[TASK STATEMENT] Quote verbatim the text on Hurricane Ike's storm surge between "Higher-than-normal water levels" and "Gulf of Mexico.", inclusive.

[READING TEXT]
--- --- ---
Higher-than-normal water levels affected virtually the entire U.S. Gulf Coast. As the hurricane grew in size, the large wind field pushed water towards the coastline well before Ike’s center made landfall near Galveston, Texas. Figure 5 shows maximum storm surge levels at various NOS tide stations, first occurring near the southwestern coast of Florida then migrating north and west along the Gulf Coast with time as Ike moved through the Gulf of Mexico.
NOS tide gauges (referenced to Mean Lower Low Water) indicate that storm surge along
the west coast of Florida was generally 1 - 3 ft. Key West, Florida, measured a maximum storm surge of 1.66 ft at 1630 UTC 9 September. The highest water levels were subsequently recorded farther north along the west coast, and a maximum surge of 3.35 ft at Pensacola occurred around two days later at 2348 UTC 11 September.
--- --- ---
[DATA SHOWN]
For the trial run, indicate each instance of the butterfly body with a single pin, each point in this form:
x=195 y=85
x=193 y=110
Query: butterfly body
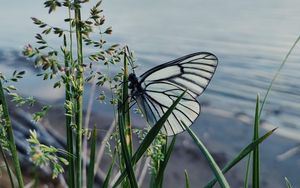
--- --- ---
[COMPLETE RESPONSE]
Higher-than-normal water levels affected virtually the entire U.S. Gulf Coast. As the hurricane grew in size, the large wind field pushed water towards the coastline well before Ike’s center made landfall near Galveston, Texas. Figure 5 shows maximum storm surge levels at various NOS tide stations, first occurring near the southwestern coast of Florida then migrating north and west along the Gulf Coast with time as Ike moved through the Gulf of Mexico.